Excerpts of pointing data
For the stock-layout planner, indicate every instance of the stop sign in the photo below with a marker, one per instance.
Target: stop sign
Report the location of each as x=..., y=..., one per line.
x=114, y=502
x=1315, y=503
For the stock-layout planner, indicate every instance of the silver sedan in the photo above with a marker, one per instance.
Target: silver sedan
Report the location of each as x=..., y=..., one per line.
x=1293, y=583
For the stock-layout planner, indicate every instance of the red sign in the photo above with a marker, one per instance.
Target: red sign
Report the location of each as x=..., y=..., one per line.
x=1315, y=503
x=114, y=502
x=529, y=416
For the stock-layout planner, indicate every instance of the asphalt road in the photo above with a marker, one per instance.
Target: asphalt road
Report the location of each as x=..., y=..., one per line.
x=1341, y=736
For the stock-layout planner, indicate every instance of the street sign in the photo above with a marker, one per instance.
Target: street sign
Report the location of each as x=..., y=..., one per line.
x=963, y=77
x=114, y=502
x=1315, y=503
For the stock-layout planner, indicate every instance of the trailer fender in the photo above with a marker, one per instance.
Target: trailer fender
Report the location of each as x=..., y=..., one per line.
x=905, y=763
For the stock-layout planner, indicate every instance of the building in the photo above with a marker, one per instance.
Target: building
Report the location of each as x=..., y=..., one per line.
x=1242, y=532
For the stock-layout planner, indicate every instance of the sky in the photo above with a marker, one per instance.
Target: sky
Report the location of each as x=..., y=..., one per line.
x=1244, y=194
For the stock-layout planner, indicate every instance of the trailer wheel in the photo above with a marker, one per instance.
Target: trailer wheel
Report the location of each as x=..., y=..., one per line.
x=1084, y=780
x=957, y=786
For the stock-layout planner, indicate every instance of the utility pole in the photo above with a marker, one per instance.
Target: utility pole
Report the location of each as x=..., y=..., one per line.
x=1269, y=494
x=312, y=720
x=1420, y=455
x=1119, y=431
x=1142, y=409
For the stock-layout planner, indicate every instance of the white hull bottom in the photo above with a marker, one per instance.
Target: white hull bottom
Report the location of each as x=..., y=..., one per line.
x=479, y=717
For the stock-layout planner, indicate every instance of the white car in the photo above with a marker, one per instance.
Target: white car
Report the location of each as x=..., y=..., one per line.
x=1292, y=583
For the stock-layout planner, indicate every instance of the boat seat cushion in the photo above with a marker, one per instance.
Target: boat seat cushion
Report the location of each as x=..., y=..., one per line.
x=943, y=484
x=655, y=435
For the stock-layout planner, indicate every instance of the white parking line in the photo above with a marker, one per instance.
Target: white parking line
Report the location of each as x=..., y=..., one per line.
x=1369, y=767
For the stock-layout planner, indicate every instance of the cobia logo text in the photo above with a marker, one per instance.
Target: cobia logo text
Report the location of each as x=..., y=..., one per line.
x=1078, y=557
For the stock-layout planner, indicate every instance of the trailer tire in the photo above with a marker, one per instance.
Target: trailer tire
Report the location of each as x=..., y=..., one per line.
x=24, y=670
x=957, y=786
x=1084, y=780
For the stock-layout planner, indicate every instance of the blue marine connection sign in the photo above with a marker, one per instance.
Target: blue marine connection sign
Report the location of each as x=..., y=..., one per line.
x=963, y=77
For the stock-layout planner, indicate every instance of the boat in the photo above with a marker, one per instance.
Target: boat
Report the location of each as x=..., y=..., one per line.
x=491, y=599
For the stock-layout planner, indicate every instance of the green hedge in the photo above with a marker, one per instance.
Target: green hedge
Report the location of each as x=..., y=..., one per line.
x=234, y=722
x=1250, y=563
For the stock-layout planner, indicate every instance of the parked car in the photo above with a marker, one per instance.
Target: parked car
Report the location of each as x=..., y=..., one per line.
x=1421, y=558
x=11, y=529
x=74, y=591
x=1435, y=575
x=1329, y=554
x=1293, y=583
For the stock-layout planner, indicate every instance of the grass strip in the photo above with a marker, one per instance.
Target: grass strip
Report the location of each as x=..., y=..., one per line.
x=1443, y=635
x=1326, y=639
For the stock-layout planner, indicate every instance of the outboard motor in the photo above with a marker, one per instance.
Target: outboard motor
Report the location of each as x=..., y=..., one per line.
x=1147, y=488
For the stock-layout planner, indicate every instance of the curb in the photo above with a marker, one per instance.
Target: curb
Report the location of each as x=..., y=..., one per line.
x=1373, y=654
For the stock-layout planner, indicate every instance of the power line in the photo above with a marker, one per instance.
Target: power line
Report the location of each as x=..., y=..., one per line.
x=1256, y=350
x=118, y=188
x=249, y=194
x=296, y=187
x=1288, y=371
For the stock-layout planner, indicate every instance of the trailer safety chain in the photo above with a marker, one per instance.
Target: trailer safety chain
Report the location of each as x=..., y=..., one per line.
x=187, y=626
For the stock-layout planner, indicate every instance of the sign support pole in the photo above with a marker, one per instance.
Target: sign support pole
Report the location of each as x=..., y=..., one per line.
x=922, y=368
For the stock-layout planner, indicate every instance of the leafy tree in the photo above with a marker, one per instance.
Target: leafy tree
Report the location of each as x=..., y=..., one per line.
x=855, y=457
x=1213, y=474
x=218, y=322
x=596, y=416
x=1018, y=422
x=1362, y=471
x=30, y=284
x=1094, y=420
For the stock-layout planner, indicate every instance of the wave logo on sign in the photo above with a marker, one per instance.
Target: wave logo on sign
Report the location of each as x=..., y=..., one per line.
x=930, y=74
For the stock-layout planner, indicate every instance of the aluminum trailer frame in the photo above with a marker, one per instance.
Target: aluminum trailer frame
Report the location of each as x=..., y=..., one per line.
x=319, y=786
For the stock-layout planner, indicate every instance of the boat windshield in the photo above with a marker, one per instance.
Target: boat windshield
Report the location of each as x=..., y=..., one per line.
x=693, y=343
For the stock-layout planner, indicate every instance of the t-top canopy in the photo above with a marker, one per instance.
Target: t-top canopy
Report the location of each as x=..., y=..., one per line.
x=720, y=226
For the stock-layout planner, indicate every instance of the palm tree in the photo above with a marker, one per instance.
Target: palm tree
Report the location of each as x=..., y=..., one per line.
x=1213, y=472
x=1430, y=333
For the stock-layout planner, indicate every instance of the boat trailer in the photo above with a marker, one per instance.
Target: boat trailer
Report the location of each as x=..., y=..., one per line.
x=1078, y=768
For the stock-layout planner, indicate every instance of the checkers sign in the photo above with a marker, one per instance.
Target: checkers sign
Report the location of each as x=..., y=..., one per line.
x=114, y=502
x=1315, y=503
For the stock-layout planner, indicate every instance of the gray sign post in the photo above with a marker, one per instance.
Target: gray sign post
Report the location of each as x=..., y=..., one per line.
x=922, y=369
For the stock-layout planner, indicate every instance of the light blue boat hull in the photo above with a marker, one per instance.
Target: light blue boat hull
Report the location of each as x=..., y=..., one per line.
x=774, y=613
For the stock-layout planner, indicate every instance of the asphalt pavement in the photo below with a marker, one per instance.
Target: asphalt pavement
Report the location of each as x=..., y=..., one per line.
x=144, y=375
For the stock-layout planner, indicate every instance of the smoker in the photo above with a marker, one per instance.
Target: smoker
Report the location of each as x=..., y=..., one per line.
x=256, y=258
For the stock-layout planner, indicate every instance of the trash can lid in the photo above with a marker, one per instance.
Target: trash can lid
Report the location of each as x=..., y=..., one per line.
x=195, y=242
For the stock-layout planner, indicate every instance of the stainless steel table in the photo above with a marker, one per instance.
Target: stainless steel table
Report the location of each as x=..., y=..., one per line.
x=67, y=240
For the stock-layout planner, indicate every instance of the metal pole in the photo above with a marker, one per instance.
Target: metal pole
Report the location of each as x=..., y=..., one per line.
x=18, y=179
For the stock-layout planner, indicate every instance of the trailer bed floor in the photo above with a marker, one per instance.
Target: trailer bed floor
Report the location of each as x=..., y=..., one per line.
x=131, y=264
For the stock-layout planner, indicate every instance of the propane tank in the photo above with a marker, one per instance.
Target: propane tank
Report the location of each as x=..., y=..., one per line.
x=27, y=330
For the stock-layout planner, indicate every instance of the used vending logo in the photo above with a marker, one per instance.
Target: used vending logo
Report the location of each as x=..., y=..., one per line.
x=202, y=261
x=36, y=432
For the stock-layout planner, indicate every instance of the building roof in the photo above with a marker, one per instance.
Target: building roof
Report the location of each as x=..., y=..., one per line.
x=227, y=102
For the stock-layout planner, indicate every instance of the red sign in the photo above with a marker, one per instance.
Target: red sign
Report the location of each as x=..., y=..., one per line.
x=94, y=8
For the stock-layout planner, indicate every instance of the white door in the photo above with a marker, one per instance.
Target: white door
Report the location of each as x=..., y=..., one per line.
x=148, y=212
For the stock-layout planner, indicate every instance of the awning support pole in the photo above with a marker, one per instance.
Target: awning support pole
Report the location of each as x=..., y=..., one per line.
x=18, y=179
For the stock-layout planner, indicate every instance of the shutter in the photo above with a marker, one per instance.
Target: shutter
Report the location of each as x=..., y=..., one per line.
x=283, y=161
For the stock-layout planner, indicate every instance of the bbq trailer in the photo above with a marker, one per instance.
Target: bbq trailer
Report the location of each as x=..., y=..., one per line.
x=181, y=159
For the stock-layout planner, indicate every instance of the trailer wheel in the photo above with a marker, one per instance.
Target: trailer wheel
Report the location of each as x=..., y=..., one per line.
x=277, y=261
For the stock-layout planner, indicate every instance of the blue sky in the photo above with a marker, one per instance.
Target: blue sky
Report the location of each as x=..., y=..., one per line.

REQUIRED TASK:
Format the lines of the data above as a JSON list of strings, one string per line and no blank lines, running from the line with "of the parked" up to and including the line with "x=1147, y=488".

CORRECT OUTPUT:
[
  "For the stock-layout planner, indicate every instance of the parked car in the photo above with a marker, one per instance.",
  "Target: parked car",
  "Report the location of each as x=..., y=..., one per line.",
  "x=1421, y=558",
  "x=11, y=529",
  "x=74, y=591",
  "x=1435, y=575",
  "x=1329, y=554",
  "x=1293, y=583",
  "For the stock-layout planner, indicate every instance of the grass strip in the photo above with a marker, one per instance.",
  "Target: grass strip",
  "Report the location of each as x=..., y=..., one per line.",
  "x=1443, y=635",
  "x=1326, y=639",
  "For the stock-layout planner, indicate every instance of the outboard motor in the photo above with a marker, one per instance.",
  "Target: outboard motor",
  "Report the location of each as x=..., y=..., one per line.",
  "x=1147, y=488"
]